Advice for difficult decision, feeling emotionally abused
As of right now I am 35 weeks and 4 days pregnant. I have been put on bed rest due to high blood pressure and am waiting around for the results of a 24 hour urine test to test protein for pre-clampsia. Meanwhile,
The boyfriend and I found out I was pregnant on the forth of july, we found out officially the day before I was 13 weeks after multiple negative tests. At first we were confused as to what to do. I am now only 20 years old and we are not exactly financially stable, especially now that i've been put on bedrest. Eventually we got excited, making a registry and picking out names and he carried every little thing for me. He treated me like a genuine princess. About a month or two ago he went under a complete turn around. I have to beg him for attention or to help me up..help me carry things..sit with me through contractions. He now will not listen to me, barely answers me when I talk and when he came home from work today he wouldn't even be in the same room as me. He has become completely cold and emotionally abusive..accuses me of cheating on him.He won' touch me even to hold my hand or touch my belly when the baby moves.. I have tried everything but get nothing in return. I have spent the last week on bedrest crying quite literally all day. Which to me seems worse for my blood pressure then when I was working or anything before. I can't eat, the crying makes me throw up..no one checks on me to see if I need anything knowing I am stuck in bed and should not be going up and down stairs.
*****
• REQUIRED ACTIONS:
A - Decide whether each statement below agrees with the pregnancy post, answering yes or no and quoting the words of the post that settle it. (i) The writer is 35 weeks and 4 days pregnant. (ii) The pregnancy was confirmed by the first test the couple took. (iii) The writer feels that crying all day is easier on her blood pressure than working was.
B - Write the next part of the pregnancy post, starting after its last sentence.

Stored data:
*****
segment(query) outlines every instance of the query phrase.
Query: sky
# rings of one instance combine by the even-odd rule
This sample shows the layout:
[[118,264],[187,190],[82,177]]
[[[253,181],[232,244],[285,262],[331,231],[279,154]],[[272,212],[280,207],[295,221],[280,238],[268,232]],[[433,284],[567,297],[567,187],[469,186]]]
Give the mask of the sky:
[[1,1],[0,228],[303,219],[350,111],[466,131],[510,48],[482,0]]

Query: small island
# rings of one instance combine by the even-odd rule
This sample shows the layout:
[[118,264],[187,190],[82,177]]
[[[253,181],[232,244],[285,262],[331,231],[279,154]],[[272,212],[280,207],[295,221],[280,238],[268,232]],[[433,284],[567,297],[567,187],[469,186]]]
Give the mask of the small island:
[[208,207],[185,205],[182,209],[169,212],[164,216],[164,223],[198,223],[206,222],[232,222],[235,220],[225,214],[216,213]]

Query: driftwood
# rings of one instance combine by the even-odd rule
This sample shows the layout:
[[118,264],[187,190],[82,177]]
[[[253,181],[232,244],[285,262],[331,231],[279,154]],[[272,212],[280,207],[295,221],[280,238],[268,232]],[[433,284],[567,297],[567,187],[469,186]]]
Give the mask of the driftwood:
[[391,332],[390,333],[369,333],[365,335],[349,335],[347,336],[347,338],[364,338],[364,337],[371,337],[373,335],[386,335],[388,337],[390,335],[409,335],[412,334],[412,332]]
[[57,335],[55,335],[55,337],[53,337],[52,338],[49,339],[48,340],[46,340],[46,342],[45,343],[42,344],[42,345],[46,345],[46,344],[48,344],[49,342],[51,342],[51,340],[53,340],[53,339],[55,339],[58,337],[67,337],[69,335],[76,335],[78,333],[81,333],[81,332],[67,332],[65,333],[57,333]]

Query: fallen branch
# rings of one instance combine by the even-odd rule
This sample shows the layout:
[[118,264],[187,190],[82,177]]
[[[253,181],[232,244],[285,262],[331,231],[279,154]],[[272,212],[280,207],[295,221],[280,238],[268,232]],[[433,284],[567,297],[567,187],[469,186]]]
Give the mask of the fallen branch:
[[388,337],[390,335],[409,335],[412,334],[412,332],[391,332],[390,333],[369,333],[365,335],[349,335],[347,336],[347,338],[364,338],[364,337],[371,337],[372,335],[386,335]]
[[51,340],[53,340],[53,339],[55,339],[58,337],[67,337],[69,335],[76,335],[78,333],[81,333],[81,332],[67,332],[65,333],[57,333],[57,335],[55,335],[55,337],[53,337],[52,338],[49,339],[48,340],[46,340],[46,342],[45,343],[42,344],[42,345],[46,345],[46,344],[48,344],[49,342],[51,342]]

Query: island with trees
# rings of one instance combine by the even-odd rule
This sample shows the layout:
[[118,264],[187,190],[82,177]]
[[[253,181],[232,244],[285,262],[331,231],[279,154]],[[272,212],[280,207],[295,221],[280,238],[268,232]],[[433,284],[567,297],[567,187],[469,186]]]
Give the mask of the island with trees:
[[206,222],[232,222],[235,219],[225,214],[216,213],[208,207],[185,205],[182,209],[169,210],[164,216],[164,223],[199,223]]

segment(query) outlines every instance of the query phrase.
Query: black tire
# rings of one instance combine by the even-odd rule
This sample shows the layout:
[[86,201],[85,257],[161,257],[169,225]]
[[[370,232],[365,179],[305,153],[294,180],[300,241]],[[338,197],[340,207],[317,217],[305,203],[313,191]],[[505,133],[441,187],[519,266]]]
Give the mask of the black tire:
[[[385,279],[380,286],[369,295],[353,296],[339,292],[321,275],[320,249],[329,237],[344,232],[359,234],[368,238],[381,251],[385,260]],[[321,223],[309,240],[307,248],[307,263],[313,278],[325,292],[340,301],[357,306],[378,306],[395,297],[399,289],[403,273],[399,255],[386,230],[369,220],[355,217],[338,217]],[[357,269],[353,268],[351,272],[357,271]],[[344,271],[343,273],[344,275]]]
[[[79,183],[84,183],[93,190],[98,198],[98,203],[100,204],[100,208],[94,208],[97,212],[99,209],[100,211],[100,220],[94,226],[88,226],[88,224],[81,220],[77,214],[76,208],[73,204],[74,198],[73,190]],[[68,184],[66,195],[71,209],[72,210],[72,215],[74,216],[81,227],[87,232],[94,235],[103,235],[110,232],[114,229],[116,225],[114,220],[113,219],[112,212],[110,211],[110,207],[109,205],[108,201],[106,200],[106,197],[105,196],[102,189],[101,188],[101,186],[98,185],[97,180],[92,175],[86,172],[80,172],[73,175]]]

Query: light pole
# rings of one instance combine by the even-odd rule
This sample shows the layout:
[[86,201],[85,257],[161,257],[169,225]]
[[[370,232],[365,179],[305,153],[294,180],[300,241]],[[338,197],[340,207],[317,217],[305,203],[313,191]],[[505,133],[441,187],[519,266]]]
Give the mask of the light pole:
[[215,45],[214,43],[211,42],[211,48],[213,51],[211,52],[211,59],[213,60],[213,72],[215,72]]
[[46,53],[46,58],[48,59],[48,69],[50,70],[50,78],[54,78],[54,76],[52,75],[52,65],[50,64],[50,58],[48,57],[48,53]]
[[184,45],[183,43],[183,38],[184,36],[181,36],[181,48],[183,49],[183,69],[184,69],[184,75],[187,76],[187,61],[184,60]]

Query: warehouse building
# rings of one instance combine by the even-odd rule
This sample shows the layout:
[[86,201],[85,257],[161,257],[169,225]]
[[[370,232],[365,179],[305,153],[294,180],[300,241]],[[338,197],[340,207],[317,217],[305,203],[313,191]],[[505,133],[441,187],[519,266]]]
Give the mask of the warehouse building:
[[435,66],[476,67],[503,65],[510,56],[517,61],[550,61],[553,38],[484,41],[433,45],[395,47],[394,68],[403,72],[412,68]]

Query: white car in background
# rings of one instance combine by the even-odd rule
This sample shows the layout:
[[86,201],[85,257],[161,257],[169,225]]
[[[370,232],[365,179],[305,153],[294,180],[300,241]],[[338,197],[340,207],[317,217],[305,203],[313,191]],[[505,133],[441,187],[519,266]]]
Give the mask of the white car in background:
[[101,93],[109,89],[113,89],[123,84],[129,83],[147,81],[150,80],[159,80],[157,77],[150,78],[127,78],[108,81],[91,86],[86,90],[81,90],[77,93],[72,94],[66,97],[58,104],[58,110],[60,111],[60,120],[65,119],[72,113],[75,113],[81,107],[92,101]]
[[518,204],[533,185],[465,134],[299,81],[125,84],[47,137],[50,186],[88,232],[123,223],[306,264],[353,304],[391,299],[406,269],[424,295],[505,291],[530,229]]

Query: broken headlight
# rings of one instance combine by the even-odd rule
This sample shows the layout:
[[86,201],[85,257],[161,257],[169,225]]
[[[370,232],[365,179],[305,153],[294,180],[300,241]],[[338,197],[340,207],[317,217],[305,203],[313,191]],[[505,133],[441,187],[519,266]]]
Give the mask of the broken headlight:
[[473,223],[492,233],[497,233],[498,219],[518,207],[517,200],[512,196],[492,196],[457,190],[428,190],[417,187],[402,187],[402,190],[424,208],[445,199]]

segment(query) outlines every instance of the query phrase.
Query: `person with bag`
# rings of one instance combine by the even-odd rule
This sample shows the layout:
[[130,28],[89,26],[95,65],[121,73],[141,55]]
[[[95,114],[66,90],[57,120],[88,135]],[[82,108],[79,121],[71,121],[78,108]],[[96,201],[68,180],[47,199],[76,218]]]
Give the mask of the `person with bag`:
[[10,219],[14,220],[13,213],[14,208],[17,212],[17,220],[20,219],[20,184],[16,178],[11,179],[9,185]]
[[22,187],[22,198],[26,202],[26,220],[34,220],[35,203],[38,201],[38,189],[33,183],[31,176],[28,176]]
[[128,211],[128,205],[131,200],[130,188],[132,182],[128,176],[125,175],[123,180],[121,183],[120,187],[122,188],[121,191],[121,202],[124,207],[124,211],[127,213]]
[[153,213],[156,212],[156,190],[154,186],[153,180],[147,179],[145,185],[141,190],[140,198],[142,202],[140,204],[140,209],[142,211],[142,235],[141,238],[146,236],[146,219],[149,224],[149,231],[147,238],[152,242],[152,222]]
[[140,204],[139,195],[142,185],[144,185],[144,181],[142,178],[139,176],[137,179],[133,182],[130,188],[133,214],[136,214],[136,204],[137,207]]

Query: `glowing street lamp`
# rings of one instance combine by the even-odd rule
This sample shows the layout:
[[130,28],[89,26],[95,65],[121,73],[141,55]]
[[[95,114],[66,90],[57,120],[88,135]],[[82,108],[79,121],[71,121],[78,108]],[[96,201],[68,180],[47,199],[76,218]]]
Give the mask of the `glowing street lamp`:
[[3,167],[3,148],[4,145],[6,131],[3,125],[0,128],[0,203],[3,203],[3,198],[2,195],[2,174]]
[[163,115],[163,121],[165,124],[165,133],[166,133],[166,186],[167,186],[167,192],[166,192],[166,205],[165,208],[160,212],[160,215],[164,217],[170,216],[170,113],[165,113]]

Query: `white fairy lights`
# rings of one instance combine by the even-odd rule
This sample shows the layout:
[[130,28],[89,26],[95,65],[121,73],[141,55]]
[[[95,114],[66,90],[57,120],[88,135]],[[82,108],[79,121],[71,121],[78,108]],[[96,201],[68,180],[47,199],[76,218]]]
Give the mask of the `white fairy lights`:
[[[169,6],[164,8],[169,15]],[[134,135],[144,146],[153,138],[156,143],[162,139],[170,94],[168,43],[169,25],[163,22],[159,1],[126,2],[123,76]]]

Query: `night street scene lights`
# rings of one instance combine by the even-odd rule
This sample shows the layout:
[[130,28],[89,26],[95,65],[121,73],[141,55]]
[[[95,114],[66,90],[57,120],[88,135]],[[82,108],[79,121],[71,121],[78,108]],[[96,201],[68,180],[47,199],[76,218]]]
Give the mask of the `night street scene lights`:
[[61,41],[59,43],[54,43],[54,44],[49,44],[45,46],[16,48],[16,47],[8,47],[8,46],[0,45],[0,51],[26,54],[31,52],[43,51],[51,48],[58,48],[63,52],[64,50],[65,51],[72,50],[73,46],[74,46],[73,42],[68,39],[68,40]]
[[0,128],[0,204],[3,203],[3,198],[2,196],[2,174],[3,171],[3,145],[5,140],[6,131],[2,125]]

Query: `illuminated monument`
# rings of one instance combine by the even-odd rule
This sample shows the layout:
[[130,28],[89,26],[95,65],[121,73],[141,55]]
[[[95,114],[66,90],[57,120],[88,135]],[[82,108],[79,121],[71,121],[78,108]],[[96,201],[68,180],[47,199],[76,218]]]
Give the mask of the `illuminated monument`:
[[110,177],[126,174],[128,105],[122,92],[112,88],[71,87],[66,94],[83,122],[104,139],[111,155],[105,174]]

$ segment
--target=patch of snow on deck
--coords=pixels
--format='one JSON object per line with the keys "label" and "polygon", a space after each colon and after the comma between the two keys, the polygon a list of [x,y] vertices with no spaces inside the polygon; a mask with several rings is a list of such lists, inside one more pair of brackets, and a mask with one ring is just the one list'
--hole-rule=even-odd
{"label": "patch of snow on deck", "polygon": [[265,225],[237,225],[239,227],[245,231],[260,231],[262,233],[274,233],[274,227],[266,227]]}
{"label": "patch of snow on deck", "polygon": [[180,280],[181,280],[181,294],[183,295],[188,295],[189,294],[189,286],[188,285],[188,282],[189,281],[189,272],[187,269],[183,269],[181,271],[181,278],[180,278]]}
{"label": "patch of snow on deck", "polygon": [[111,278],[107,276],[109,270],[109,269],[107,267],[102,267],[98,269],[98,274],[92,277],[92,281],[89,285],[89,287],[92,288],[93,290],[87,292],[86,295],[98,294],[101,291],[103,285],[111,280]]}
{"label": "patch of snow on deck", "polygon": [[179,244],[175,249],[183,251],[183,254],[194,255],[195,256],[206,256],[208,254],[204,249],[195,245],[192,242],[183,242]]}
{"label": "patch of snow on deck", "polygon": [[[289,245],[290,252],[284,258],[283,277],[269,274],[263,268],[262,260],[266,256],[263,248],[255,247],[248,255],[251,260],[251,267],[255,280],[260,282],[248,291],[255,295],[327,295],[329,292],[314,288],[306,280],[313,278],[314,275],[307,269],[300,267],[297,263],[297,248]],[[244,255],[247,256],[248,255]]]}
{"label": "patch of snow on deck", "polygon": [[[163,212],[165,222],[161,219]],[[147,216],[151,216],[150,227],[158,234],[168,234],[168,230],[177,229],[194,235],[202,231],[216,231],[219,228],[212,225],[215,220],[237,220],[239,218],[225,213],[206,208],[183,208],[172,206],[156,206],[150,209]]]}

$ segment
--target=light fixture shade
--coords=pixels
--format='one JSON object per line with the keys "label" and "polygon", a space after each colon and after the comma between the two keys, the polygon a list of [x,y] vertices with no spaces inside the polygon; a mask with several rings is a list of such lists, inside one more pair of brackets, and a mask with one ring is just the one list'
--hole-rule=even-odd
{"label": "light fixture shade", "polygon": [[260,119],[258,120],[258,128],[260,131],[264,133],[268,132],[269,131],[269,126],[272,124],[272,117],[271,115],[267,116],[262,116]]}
*****
• ANSWERS PROVIDED:
A -
(i) Yes: "As of right now I am 35 weeks and 4 days pregnant."
(ii) No: "we found out officially the day before I was 13 weeks after multiple negative tests."
(iii) No: "Which to me seems worse for my blood pressure then when I was working or anything before."

B -
My mother has been trying to get me to move back in with her since announcing I was pregnant. I can not be around her for a minute without being pressured about it. I have moved from my grandmother's to my boyfriend's to my mothers multiple times during this pregnancy and I have lost all sense of having somewhere I can actually call home..I dread raising a child in this kind of enviroment.
My OB GYN has no interest or concern with me. When I did my 24 hour urine test I came to turn it in to the hospital the next day and they told me they didn't even have an order for it and it was useless to take. They made me feel as if it was my fault..I paged the doctor to call me back and she never did. TWICE. She doesn't stay in the room long enough for me to ask any questions..will not show up for appointments and not even call to tell me..leaves in the middle of appointments..I have to ASK her for the results of all my tests and BEG her for ultrasounds. I've only had two. She says I have hypertension and may need to be induced next week and I am terrified..
Tonight while stressing out I began to feel suicidal. I have no one to talk to who understands..no sense of comfort or home..no one to share any kind of excitement with..I decided to pack some things and come to stay with my mother..now sitting here I can't sleep and i'm still miserable..imagining the boyfriend out with his friends and not caring where I am. he won't answer any of my texts. I am at a loss for words as to how broken I feel and have no idea what to do. I fgured I would make an account and ask for some advice from other moms who may not be as biased as the people around me. Any response would be at the very least comforting.